(DATA SUPPLIED Opens)
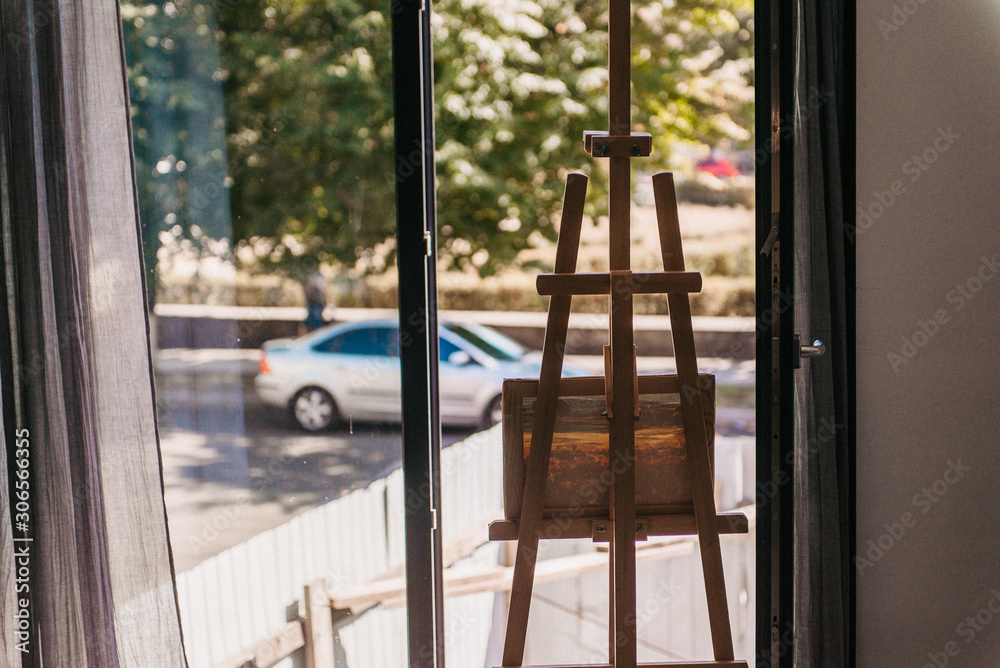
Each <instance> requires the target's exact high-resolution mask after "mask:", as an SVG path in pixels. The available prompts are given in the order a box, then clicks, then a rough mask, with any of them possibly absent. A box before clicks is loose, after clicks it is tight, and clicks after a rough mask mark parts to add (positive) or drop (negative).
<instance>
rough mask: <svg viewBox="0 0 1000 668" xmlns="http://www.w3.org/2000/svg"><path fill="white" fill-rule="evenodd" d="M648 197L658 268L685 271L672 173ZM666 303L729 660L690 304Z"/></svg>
mask: <svg viewBox="0 0 1000 668" xmlns="http://www.w3.org/2000/svg"><path fill="white" fill-rule="evenodd" d="M653 196H654V201H655V204H656V221H657V226H658V228H659V232H660V250H661V255H662V257H663V269H664V270H665V271H684V254H683V249H682V247H681V230H680V221H679V220H678V217H677V197H676V193H675V192H674V179H673V174H671V173H669V172H661V173H659V174H656V175H655V176H653ZM667 307H668V310H669V313H670V330H671V336H672V337H673V342H674V358H675V360H676V363H677V377H678V379H679V380H680V383H681V392H680V397H681V412H682V414H683V417H684V432H685V435H686V445H687V458H688V462H689V466H690V467H691V478H692V479H691V488H692V492H693V494H694V512H695V519H696V522H697V525H698V544H699V547H700V548H701V561H702V567H703V569H704V572H705V593H706V596H707V599H708V614H709V626H710V627H711V630H712V646H713V648H714V650H715V658H716V659H717V660H732V659H733V656H734V655H733V636H732V628H731V626H730V622H729V604H728V602H727V600H726V580H725V574H724V572H723V569H722V546H721V545H720V544H719V533H718V530H717V528H716V524H717V520H716V512H715V495H714V492H713V479H712V464H711V461H710V459H709V452H708V434H707V433H706V431H705V416H704V405H703V403H702V400H701V387H700V386H699V385H698V360H697V358H696V357H695V349H694V333H693V331H692V329H691V304H690V302H689V301H688V297H687V295H682V294H668V295H667Z"/></svg>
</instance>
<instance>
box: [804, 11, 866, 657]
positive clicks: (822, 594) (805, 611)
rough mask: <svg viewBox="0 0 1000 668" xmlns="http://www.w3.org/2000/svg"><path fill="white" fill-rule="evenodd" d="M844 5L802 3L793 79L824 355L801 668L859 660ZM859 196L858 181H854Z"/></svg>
mask: <svg viewBox="0 0 1000 668" xmlns="http://www.w3.org/2000/svg"><path fill="white" fill-rule="evenodd" d="M845 6H846V2H845V0H825V1H823V2H817V1H815V0H798V1H797V2H796V5H795V9H796V19H797V21H796V22H797V26H796V82H795V97H796V102H795V119H794V124H795V212H794V217H795V283H796V286H795V305H796V306H795V308H796V311H795V325H796V331H797V332H798V333H799V335H800V336H801V337H802V342H803V343H812V341H813V340H814V339H820V340H822V341H823V342H824V343H825V344H826V346H827V350H826V354H825V355H824V356H822V357H818V358H813V359H809V360H803V363H802V368H801V369H800V370H798V371H797V372H796V384H795V412H796V422H797V424H796V434H795V450H796V462H795V476H796V477H795V481H796V484H795V495H796V499H795V533H796V540H795V587H794V589H795V637H796V643H795V665H796V666H797V667H798V668H817V667H820V666H822V667H824V668H825V667H831V668H833V667H839V666H847V665H849V663H850V659H851V657H850V647H851V641H850V637H851V633H852V632H853V631H852V629H851V615H850V588H849V582H850V580H849V569H850V568H851V567H852V561H851V554H850V549H851V540H850V536H849V530H850V522H849V517H848V513H849V512H850V504H849V496H848V495H849V493H850V480H849V475H850V469H849V461H848V452H849V451H848V433H849V432H848V430H849V425H848V400H849V394H848V393H849V387H848V382H849V370H848V353H847V343H848V336H849V332H848V329H847V328H848V312H847V308H848V302H847V267H846V263H847V257H846V247H845V238H844V223H845V218H844V216H845V211H844V207H843V201H844V199H843V198H844V192H843V188H844V184H843V182H842V181H843V179H842V173H843V162H844V161H845V160H853V156H852V155H842V153H843V149H842V141H841V138H842V134H841V133H842V130H843V124H844V121H845V119H846V118H847V117H846V116H845V114H849V113H854V112H853V109H847V108H845V95H846V93H847V90H846V85H845V83H846V81H848V80H849V77H848V73H847V71H846V70H845V62H847V61H845V56H846V52H845V40H844V37H845V33H844V30H845V20H846V14H845ZM847 186H848V187H850V188H853V184H847Z"/></svg>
(DATA SUPPLIED Closes)
ASSIGNED TASK – Taking the entries above, restate exactly those lines that fall between the line with "</instance>" and the line with "positive clicks: (822, 594) (805, 611)", keeping both of those lines too.

EXERCISE RESPONSE –
</instance>
<instance>
box: [804, 11, 866, 657]
positive clicks: (822, 594) (805, 611)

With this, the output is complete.